_DOCUMENT SEGMENT_:
____
I measured up a mix of 11.7 LN, 11.7 LH, 4 GG, 6 NC, 1.7 AL. Over at MeWe there was some discussion of going down on the ground glass (GG) to allow more NC and/or AL.

I assembled 20 primers with this mix for testing. I seated anvils (punch/die now set for 0.119" instead of my previous 0.125"). I did not insert the primers into cases. I want see what they do for both UD (Unintentional Discharge) and for power.

I also assembled 10 similar rounds using my older batch of NC and a more standard mix for comparison.

Neither batch went to the oven yet. I will probably give them an hour at 120 degf just before inserting them into cases.

For power level testing, I am firing primed 38Sp out of my 8" TC Contender with the muzzle firm against a cardboard box. So far, my most powerful LPPs rupture the first layer of material and leave a pretty good burn. Good SPPs scorch the cardboard. Weak primers leave a little residue and no real scorching.

Castloader
01-10-2022, 02:03 PM
I just tested 2 primers from last night's EPH25 batch. I set up my iPhone on Slo-Mo to try to capture the flame in a dark room. Results were very good. Peak flame length was more than 12" from the muzzle of my Glock19.294335294334

P Flados
01-10-2022, 06:58 PM
Impressive. Plenty of flame and lots of streaks from your AL.

I did initial testing of the two batches discussed in my last post. All 20 went in with no UD. I could not tell the difference between them as far as power.

These were much easier to get seated "at least flush". I think most of my primer reloads that went off during seating were ones that required very high thumb pressure to get the handle to the position that is typically "good enough" for full insertion.

I assembled 100 more for testing to see if I want to go back to drying before insertion.

I also assembled 5 made from a mix with NC under 100 mesh and normal ratios to see if I can tell a difference in power from my under 60 mesh NC.

Castloader
01-10-2022, 07:12 PM
Yes, it seems the fine AL particle size did not cause any problems. I need to do an EPH20 comparison at some point. I think I'll be sticking with EPH25 though for general use. Too easy to upgrade from EPH20 and no downsides provided I have lots of AL powder which I do.

I've also finally joined the Mewe group, so you might see me over there as well.

Castloader
01-10-2022, 09:10 PM
I also assembled 5 made from a mix with NC under 100 mesh and normal ratios to see if I can tell a difference in power from my under 60 mesh NC.
____
_DATASET EXCERPT_:

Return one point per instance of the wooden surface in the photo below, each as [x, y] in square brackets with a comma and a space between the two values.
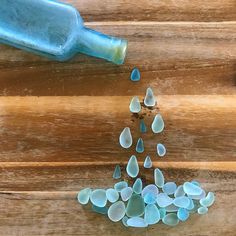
[60, 122]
____
_WRITTEN EXERCISE 1_: Summarize the primer-testing thread in two sentences.
_WRITTEN EXERCISE 2_: Quote from the primer-testing thread the part that opens with the words containing "These were much" and closes with "which I do.".
The material above comes from a separate source.

_EXERCISE ANSWER 1_: One participant assembled test batches of reloaded primers from a new mix and from a more standard mix, and all 20 went in with no unintentional discharge and no noticeable difference in power between the batches. Another participant reported a peak flame length of more than 12 inches from two primers of an EPH25 batch, said the fine AL particle size caused no problems, and planned to keep using EPH25 for general use.

_EXERCISE ANSWER 2_:
These were much easier to get seated "at least flush". I think most of my primer reloads that went off during seating were ones that required very high thumb pressure to get the handle to the position that is typically "good enough" for full insertion.

I assembled 100 more for testing to see if I want to go back to drying before insertion.

I also assembled 5 made from a mix with NC under 100 mesh and normal ratios to see if I can tell a difference in power from my under 60 mesh NC.

Castloader
01-10-2022, 07:12 PM
Yes, it seems the fine AL particle size did not cause any problems. I need to do an EPH20 comparison at some point. I think I'll be sticking with EPH25 though for general use. Too easy to upgrade from EPH20 and no downsides provided I have lots of AL powder which I do.